*** Begin section ***

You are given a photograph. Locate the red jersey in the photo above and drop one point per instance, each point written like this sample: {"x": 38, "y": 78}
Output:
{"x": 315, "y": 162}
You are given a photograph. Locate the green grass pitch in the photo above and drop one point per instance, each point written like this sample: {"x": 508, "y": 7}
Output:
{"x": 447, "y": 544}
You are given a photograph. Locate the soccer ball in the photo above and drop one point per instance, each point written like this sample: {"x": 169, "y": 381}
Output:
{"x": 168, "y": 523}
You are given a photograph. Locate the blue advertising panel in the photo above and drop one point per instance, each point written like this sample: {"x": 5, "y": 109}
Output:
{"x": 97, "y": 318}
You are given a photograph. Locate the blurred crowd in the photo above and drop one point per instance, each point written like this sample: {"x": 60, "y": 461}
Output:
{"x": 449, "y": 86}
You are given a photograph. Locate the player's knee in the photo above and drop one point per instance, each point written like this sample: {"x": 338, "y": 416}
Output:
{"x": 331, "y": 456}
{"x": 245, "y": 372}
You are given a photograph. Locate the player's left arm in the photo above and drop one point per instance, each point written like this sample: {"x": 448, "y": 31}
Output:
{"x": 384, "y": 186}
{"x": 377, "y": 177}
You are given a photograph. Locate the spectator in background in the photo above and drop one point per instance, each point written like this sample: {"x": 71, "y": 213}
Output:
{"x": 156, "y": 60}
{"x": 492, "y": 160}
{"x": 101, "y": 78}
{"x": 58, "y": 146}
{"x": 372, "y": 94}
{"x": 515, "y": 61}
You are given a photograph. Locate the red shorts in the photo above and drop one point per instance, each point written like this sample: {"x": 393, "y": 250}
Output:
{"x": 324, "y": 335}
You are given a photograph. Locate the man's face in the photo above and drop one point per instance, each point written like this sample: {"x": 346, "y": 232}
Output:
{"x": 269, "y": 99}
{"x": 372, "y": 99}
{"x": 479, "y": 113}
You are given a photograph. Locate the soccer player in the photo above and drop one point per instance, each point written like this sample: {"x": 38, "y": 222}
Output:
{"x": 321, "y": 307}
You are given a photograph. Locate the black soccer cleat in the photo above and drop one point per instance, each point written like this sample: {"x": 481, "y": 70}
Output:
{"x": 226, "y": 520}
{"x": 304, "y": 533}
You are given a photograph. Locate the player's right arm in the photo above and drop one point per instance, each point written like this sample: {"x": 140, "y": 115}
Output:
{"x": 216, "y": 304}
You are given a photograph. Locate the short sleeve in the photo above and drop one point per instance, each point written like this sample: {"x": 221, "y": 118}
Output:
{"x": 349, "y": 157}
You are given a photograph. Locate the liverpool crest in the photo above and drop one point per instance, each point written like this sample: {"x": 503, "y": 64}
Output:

*** End section ***

:: What this task involves ::
Output all of the data without altering a single line.

:: Solution to this exercise ::
You are given a photograph. Locate the red jersey in the photo above and drop one point per instance, each point written like this sample: {"x": 38, "y": 78}
Output:
{"x": 315, "y": 162}
You are given a photograph. Locate the green grass pitch in the photo above and drop one point per instance, each point written like this sample: {"x": 508, "y": 7}
Output:
{"x": 447, "y": 544}
You are given a photograph. Locate the soccer ball in the photo above and drop one point per instance, each point written like this sample: {"x": 169, "y": 381}
Output:
{"x": 168, "y": 523}
You are given a photograph. Locate the blue advertising panel in the photo above and drop one point per instance, each point written like this sample: {"x": 5, "y": 109}
Output:
{"x": 97, "y": 318}
You are given a photograph. Locate the blurred crowd in the photo above and drop one point per instance, each point written like this sample: {"x": 60, "y": 461}
Output:
{"x": 449, "y": 86}
You are given a photograph. Locate the player's knee in the photo above and drop one point per instance, each point written like this sample: {"x": 338, "y": 416}
Output:
{"x": 331, "y": 456}
{"x": 245, "y": 372}
You are given a photograph. Locate the player's left arm in the photo above and drop one point per instance, each point written like this sample: {"x": 448, "y": 31}
Output:
{"x": 384, "y": 186}
{"x": 377, "y": 177}
You are given a photograph. Locate the spectator in background in the photo above and drop one point per instance, each point written like this sample: {"x": 71, "y": 213}
Output:
{"x": 156, "y": 60}
{"x": 492, "y": 160}
{"x": 101, "y": 78}
{"x": 58, "y": 146}
{"x": 372, "y": 94}
{"x": 515, "y": 61}
You are given a photograph. Locate the red shorts in the photo above and drop one point per instance, each point written like this sample: {"x": 393, "y": 250}
Output:
{"x": 324, "y": 335}
You are given a photograph. Locate the man's face in the photo above and drop one point per instance, each point written like this sample: {"x": 346, "y": 232}
Output:
{"x": 269, "y": 99}
{"x": 372, "y": 99}
{"x": 479, "y": 113}
You are given a photograph. Locate the soccer player in the photo above and drop one point per instance, each point written like this sample: {"x": 38, "y": 222}
Output:
{"x": 321, "y": 307}
You are given a photograph. Locate the black soccer cleat in the photo above and drop one point per instance, each point written like this sample: {"x": 481, "y": 70}
Output:
{"x": 226, "y": 520}
{"x": 304, "y": 533}
You are given a photograph. Locate the player's right arm in the photo above and drop one point per instance, each point written like this sample: {"x": 140, "y": 115}
Output:
{"x": 216, "y": 304}
You are given a photograph. Locate the short sleeve in the photo above and drop one point per instance, each point written like this sample: {"x": 221, "y": 118}
Output:
{"x": 349, "y": 157}
You are given a photograph. Locate the liverpool crest in the photo above and drop one point per instance, each point written like this sample: {"x": 503, "y": 64}
Output:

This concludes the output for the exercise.